WRITTEN PROBLEM:
Count how many lines of the material below contain the string "bread". Reply with the number only.

===== RECORDS

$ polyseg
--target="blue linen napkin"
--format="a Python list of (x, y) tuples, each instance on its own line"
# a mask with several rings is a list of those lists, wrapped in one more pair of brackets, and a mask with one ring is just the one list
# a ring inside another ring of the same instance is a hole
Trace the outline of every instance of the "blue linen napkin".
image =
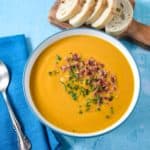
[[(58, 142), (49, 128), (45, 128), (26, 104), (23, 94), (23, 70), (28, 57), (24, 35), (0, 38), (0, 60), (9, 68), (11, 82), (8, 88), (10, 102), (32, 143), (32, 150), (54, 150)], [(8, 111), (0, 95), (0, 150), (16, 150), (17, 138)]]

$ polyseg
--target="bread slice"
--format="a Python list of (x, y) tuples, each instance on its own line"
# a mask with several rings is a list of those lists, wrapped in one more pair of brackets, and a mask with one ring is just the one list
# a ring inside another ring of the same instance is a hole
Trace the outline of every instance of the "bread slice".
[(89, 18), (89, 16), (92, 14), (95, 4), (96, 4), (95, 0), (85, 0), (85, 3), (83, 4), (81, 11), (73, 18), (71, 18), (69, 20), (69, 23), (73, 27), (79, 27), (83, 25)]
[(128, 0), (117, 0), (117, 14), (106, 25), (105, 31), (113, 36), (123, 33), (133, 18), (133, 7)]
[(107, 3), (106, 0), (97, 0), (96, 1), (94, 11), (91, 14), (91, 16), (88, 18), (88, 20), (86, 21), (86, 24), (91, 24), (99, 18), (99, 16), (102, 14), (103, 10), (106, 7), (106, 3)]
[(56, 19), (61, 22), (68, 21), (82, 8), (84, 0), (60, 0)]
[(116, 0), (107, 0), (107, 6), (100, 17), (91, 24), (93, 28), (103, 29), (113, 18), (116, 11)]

==========
===== RECORDS

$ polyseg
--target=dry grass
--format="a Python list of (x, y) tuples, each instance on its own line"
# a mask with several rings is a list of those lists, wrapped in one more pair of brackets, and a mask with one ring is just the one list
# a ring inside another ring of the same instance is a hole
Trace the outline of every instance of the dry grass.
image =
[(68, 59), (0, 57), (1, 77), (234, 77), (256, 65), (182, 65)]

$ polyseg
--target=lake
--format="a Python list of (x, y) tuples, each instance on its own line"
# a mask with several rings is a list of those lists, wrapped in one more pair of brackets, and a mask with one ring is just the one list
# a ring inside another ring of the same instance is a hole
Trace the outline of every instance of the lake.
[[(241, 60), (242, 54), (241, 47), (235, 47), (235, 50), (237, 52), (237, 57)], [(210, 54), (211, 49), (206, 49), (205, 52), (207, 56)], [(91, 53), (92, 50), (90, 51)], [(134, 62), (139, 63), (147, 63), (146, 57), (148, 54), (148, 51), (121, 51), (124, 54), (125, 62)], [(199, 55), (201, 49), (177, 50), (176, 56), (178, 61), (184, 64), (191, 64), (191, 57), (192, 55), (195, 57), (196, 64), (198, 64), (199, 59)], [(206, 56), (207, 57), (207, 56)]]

==========

FULL OUTPUT:
2